* Teks Bacaan:
+ + + + +

Dia berharap media tidak lagi mendesaknya untuk berbicara mengenai perkembangan seluruh kasus korupsi yang masih ditangani pihaknya sebelum kasus telah rampung dan dinyatakan masuk ke tahap penuntutan.

"Saya bisa dicopot dan kalau sudah dicopot kamu yang dapat berita," ucap Herry.

Aksi puasa bicara itu menuai kritikan dari para penggiat antikorupsi. Salah satunya lembaga binaan Mantan Ketua Komisi Pemberantasan Korupsi (KPK) Abraham Samad serta pengamat hukum di Sulsel.

Direktur Anti Corruption Committe (ACC) Sulawesi, Abdul Muthalib kepada Liputan6.com mengatakan sikap yang diperlihatkan Direktur Reskrimsus Polda Sulsel tersebut merupakan bukti kekakuan dalam menafsirkan instruksi Presiden yang sifatnya hanya intruksi biasa.

"Saya kira ini hanya instruksi biasa dan tidak dicatat dalam lembaran negara. Kalau dicatat dalam lembaran negara berarti ada nomor inpresnya," kata Muthalib.

+ + + + +

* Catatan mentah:
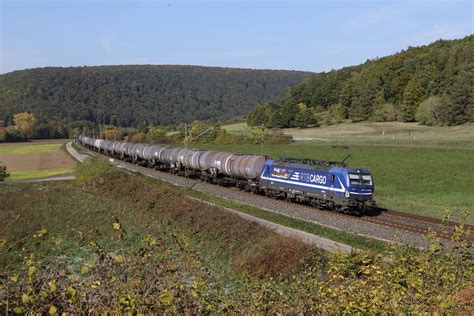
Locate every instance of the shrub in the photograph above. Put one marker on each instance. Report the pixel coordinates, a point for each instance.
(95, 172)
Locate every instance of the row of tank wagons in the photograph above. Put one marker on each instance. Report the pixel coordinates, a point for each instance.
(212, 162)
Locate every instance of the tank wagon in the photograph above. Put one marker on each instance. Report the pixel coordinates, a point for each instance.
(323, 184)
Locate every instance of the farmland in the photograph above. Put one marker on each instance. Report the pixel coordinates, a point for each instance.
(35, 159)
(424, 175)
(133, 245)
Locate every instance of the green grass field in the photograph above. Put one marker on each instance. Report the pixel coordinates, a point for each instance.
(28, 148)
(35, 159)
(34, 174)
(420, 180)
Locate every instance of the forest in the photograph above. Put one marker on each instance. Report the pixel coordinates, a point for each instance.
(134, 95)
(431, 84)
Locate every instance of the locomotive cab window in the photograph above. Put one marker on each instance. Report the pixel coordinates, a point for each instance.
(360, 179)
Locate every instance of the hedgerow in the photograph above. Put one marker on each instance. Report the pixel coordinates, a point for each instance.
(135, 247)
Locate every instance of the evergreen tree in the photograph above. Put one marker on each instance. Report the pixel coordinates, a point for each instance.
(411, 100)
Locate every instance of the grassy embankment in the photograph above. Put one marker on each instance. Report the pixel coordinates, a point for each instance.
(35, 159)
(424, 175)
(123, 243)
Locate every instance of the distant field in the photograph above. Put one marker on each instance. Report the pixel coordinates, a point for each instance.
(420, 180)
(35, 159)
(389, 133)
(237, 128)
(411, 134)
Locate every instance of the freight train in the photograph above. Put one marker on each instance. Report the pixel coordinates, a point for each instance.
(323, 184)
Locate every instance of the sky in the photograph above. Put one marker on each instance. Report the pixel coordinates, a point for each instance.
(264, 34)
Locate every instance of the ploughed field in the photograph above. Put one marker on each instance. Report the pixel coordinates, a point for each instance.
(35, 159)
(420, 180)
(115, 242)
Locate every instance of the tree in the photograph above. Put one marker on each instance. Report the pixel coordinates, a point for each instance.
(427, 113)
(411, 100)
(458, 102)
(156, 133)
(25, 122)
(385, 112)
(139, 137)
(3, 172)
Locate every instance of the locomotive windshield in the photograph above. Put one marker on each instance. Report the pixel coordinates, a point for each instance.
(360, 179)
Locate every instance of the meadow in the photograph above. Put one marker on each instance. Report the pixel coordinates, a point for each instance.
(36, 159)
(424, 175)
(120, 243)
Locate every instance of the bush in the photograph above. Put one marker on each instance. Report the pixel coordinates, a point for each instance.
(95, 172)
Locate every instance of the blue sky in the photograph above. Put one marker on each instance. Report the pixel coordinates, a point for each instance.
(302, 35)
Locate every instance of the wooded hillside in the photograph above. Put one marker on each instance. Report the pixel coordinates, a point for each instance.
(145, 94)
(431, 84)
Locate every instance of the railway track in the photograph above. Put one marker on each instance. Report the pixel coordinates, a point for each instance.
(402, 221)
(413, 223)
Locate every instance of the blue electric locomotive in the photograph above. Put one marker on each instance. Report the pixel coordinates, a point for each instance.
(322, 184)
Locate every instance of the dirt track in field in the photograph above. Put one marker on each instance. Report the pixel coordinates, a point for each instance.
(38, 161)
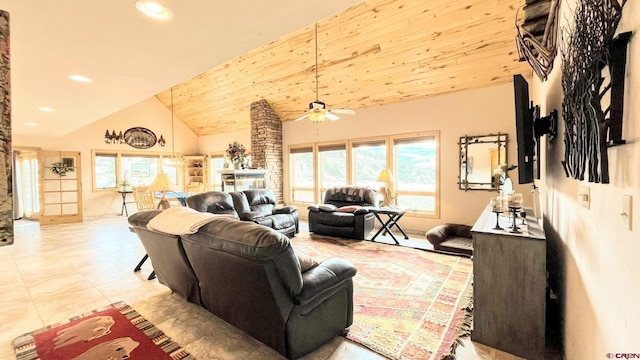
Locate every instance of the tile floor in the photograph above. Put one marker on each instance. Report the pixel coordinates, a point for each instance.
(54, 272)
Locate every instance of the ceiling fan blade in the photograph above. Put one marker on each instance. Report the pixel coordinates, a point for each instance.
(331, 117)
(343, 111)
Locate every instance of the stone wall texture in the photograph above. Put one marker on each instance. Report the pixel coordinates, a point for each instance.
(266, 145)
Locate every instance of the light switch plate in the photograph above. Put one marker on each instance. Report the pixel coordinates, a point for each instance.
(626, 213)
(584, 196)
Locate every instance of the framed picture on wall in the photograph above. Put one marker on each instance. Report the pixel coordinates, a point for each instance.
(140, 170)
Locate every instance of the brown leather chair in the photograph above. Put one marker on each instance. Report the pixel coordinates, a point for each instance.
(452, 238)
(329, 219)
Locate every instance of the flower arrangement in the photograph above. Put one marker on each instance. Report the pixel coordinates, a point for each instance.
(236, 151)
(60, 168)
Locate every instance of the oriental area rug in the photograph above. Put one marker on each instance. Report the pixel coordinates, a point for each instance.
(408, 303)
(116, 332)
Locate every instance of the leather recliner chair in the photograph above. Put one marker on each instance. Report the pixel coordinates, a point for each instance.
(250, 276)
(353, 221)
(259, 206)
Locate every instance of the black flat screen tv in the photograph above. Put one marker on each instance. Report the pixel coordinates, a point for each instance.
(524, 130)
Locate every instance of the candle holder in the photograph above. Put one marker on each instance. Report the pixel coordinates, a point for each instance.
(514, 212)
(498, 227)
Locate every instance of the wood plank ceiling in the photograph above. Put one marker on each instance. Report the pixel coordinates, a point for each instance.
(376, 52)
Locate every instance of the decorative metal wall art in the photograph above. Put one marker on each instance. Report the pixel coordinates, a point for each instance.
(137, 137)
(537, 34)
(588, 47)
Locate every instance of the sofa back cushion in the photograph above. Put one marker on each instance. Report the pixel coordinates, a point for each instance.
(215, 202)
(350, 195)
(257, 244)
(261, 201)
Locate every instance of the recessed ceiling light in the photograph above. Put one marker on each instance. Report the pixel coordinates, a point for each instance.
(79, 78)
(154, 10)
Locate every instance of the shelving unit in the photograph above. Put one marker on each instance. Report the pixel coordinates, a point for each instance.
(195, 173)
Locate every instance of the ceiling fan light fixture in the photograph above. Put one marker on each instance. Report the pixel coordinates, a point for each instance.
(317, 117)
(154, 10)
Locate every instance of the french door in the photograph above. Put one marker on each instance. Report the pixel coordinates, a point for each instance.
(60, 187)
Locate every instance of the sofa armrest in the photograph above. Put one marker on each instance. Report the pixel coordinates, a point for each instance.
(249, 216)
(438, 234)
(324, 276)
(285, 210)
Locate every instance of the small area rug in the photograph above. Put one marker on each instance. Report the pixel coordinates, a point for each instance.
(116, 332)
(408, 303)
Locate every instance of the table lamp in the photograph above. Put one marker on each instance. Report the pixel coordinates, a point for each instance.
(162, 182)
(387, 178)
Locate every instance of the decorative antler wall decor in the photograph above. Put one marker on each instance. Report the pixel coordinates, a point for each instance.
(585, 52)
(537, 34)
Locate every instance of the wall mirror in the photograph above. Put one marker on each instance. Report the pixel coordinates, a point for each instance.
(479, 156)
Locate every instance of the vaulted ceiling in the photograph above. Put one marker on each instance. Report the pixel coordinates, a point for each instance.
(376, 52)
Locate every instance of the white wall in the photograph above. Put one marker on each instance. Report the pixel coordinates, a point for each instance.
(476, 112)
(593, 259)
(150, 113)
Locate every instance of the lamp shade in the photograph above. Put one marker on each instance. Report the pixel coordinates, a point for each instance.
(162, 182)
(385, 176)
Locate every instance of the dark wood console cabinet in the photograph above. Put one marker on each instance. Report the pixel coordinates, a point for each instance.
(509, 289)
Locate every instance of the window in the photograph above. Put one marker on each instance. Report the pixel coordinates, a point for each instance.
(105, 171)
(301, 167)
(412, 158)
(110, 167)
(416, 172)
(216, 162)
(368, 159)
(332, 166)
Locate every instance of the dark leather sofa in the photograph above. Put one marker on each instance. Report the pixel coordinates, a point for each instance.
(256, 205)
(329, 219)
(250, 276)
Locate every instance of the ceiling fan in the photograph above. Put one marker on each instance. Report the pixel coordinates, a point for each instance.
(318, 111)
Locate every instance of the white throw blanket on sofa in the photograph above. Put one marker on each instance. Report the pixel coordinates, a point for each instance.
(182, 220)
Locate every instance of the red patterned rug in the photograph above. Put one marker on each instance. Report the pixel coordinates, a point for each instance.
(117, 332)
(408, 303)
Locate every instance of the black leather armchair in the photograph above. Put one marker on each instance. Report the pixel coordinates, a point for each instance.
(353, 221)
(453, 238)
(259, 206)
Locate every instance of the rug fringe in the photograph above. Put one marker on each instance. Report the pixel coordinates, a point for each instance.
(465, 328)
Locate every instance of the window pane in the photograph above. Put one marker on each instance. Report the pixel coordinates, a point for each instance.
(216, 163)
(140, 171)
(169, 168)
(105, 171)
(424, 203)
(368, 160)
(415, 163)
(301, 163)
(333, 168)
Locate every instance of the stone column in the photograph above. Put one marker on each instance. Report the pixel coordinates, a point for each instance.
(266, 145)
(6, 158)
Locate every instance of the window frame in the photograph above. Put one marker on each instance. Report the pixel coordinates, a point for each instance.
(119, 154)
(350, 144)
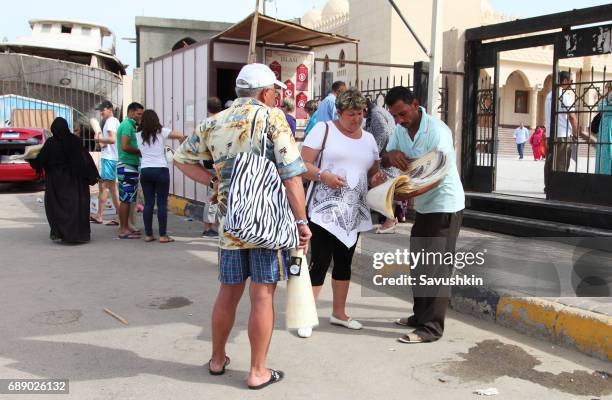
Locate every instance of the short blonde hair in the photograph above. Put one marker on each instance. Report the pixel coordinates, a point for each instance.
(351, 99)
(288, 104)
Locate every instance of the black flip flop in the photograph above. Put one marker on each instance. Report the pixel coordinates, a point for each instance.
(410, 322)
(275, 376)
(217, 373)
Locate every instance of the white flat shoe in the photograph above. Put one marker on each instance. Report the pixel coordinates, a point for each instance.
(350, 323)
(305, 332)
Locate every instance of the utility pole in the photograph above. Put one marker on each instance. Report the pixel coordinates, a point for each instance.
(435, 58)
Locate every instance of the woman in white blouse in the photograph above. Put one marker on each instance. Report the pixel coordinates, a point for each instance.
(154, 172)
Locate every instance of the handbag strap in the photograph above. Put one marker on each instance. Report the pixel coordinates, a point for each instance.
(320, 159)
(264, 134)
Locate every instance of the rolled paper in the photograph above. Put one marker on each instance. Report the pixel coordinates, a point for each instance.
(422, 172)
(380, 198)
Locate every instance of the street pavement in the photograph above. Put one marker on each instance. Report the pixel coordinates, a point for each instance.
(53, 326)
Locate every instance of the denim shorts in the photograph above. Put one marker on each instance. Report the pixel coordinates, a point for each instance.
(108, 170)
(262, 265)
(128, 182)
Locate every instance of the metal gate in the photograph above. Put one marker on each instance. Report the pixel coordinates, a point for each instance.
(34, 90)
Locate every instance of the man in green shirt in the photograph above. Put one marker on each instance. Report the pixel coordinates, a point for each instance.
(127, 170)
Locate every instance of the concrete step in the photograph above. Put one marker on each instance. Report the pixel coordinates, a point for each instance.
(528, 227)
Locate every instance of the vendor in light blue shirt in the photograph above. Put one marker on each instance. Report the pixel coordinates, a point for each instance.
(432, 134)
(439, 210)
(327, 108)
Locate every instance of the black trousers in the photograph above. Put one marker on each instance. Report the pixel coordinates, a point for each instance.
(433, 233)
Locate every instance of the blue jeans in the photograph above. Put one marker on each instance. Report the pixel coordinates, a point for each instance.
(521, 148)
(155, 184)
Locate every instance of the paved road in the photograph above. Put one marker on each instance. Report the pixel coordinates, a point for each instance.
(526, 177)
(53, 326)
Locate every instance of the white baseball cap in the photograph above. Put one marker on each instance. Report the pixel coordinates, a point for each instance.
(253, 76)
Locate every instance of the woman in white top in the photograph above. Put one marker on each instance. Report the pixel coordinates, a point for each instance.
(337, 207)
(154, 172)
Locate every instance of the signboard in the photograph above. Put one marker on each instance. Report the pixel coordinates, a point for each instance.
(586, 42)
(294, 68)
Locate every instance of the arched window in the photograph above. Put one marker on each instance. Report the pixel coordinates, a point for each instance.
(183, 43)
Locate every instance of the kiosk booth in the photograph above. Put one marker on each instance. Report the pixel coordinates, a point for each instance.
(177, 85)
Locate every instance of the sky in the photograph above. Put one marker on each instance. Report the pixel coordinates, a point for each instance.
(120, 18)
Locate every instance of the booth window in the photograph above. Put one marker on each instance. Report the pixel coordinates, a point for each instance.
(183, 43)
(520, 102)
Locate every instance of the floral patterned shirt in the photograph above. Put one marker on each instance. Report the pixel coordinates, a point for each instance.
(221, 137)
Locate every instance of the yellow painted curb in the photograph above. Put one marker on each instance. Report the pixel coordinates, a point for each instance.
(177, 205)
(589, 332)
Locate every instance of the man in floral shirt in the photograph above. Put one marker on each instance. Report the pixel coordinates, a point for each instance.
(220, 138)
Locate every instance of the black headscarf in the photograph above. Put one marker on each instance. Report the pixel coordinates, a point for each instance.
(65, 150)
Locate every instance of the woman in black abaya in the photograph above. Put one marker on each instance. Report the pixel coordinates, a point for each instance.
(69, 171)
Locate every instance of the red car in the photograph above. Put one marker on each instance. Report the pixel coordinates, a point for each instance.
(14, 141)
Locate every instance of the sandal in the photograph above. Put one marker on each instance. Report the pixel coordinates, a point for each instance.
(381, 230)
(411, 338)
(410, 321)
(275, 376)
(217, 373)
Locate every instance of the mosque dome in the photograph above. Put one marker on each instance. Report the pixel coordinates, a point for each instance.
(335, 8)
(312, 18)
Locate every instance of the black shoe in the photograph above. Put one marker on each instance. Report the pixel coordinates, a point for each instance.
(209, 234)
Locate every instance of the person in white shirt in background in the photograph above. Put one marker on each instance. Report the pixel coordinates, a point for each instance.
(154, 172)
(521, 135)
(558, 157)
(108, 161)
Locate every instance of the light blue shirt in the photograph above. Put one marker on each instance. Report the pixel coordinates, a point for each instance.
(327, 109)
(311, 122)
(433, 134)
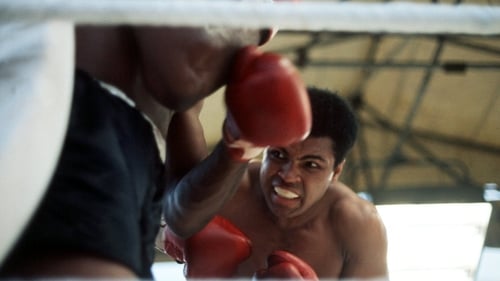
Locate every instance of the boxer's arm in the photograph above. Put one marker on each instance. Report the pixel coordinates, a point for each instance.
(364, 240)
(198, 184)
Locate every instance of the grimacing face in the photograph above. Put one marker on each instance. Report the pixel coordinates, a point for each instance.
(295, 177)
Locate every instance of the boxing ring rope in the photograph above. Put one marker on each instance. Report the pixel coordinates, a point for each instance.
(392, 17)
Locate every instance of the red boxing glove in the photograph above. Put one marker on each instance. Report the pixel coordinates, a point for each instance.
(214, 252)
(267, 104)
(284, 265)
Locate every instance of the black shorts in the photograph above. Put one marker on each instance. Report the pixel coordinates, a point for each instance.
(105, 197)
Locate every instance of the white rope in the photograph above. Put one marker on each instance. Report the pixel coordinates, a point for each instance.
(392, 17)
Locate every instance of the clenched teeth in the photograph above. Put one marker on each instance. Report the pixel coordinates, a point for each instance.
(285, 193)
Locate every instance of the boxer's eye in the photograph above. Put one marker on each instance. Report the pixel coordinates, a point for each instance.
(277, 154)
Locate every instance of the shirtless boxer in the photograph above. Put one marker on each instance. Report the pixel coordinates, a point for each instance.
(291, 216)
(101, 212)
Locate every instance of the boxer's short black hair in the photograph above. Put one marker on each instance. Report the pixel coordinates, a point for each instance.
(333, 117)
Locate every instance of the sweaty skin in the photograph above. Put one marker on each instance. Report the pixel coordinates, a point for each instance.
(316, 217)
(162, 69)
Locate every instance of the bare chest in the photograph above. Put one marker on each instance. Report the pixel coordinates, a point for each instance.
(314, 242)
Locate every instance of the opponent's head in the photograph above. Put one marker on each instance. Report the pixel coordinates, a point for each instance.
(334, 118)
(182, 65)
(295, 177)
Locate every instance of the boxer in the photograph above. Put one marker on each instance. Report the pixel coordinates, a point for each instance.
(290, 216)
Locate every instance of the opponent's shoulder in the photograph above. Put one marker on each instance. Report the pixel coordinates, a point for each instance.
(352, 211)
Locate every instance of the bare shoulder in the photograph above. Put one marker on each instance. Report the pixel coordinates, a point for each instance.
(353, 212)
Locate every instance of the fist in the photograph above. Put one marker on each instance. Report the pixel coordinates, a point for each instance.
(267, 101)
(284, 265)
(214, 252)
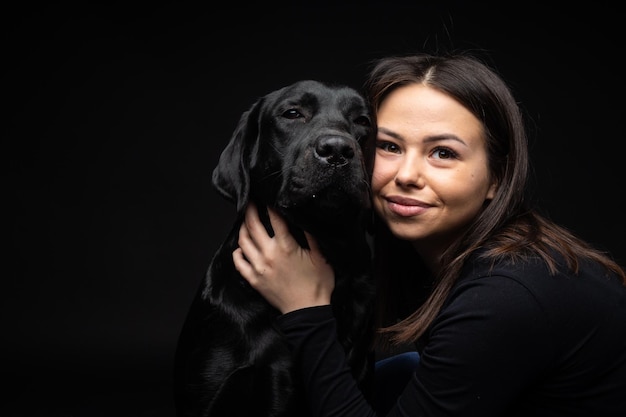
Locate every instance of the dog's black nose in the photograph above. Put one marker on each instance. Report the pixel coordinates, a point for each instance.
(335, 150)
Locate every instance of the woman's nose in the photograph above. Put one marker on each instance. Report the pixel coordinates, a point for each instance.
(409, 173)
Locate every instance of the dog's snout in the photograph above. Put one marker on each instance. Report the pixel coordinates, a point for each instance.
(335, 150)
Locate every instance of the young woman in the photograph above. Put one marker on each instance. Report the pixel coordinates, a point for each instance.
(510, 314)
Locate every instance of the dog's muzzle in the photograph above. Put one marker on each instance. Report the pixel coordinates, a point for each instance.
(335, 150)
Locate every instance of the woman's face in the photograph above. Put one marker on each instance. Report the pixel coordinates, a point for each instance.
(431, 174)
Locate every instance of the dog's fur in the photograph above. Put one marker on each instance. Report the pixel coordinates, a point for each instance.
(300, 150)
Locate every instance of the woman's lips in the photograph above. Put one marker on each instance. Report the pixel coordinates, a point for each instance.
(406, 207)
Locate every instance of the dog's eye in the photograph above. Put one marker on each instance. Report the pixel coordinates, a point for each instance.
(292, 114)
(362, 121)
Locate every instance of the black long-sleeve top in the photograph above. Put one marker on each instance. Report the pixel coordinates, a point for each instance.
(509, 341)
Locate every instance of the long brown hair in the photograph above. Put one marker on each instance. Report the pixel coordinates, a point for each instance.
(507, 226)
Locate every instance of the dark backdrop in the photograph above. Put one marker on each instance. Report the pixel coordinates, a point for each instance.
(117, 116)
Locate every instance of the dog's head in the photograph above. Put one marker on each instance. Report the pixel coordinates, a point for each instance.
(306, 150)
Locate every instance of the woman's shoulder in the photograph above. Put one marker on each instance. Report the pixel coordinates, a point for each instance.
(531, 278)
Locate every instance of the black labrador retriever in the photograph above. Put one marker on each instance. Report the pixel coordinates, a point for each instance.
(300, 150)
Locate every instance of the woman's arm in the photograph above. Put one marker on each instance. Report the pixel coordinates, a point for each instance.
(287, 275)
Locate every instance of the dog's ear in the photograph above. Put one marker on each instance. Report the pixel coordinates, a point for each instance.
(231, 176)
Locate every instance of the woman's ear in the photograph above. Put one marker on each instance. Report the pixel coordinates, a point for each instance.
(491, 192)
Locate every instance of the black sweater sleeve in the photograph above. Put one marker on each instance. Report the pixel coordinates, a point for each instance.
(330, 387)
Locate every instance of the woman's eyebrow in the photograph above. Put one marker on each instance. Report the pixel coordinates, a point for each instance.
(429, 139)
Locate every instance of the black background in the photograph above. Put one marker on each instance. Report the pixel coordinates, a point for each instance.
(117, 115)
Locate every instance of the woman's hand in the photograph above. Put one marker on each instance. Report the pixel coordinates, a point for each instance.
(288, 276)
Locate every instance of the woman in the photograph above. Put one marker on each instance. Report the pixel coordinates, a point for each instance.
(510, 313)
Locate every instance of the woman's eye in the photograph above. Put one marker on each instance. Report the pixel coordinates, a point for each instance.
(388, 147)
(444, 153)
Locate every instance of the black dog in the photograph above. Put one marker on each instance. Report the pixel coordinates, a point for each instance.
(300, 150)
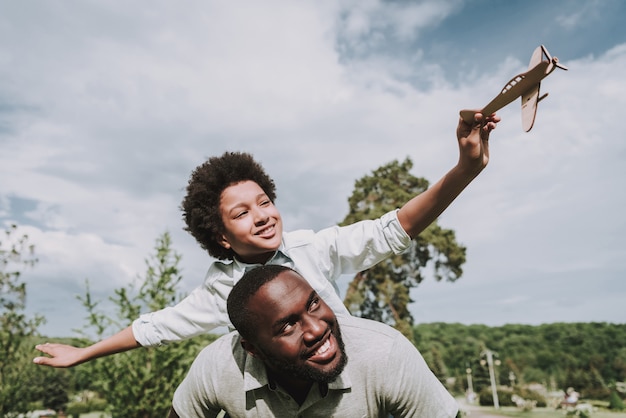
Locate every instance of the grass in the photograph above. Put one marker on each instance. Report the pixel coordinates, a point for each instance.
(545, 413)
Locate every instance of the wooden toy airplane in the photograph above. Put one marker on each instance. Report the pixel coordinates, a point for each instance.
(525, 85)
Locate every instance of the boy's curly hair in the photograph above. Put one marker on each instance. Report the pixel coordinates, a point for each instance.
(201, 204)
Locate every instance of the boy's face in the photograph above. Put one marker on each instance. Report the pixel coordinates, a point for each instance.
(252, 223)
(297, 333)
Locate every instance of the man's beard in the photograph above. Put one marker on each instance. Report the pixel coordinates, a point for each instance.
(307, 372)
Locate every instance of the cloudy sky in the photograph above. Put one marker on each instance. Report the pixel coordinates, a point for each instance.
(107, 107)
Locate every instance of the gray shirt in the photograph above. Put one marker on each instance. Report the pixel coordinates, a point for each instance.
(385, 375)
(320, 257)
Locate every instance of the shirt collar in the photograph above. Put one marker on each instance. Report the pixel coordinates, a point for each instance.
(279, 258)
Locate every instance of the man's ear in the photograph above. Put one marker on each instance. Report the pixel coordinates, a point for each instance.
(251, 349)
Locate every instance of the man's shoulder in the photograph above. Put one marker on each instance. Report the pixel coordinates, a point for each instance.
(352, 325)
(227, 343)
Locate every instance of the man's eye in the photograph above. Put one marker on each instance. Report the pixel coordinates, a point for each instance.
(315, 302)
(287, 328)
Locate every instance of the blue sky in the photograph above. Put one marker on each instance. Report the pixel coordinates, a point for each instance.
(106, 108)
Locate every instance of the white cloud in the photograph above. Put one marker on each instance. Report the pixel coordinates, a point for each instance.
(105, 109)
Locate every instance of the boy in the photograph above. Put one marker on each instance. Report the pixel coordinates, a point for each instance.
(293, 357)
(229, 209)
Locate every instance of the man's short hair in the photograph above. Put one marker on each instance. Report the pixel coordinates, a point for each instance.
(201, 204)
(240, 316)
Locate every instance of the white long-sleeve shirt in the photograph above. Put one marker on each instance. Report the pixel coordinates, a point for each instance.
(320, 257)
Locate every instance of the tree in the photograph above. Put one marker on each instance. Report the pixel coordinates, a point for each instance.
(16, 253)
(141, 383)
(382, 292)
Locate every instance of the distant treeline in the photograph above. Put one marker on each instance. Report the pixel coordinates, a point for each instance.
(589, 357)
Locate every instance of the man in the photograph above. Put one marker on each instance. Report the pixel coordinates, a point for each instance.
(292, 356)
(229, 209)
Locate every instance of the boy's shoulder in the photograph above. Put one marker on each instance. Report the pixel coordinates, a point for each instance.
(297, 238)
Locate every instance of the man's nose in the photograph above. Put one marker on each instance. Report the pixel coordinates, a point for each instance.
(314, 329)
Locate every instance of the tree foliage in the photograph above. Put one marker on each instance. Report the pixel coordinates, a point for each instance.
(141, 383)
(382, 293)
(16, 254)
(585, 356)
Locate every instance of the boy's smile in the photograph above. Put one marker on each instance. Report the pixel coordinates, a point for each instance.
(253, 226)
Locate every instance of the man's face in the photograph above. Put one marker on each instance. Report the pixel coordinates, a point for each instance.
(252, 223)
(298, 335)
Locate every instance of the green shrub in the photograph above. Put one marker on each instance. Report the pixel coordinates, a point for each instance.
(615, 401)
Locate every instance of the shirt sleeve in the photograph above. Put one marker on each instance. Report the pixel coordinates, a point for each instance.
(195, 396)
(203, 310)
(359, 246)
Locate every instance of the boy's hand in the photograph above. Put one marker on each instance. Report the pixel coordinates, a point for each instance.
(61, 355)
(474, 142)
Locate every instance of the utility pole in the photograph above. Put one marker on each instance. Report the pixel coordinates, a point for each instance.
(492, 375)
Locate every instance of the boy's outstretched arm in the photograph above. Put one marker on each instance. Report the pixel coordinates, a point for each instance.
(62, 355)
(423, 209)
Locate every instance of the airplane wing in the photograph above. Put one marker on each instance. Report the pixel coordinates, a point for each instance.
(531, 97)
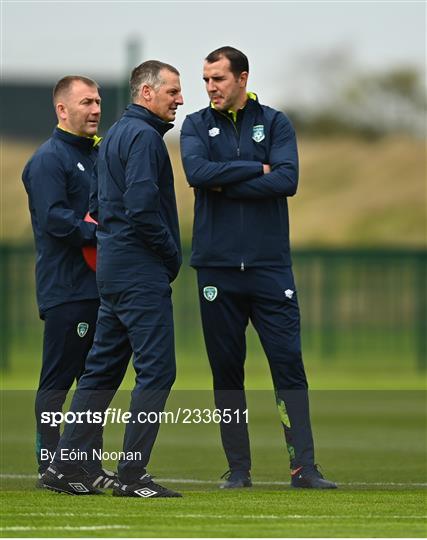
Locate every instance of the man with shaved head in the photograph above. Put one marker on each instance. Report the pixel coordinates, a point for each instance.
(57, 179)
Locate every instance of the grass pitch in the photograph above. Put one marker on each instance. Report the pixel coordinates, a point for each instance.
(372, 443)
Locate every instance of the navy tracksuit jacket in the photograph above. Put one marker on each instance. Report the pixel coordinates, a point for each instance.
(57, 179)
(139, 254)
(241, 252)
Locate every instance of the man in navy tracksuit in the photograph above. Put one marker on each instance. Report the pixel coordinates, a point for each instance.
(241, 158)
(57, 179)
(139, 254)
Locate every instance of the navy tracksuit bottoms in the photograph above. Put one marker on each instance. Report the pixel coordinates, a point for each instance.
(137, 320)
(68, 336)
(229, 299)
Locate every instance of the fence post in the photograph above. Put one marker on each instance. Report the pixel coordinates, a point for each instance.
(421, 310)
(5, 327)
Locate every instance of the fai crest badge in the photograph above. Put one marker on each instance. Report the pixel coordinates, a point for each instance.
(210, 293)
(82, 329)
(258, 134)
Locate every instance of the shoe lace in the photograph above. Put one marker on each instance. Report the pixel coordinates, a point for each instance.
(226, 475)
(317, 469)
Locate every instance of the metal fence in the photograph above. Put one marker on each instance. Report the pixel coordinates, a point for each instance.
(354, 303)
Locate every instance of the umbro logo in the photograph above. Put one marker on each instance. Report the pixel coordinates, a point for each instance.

+ + + + +

* Petunjuk Tugas: Sebutkan seluruh nama orang yang tercantum dalam teks bacaan. Kerjakan semata-mata berdasarkan teks bacaan.

* Jawaban Lengkap: Herry, Abraham Samad, dan Abdul Muthalib.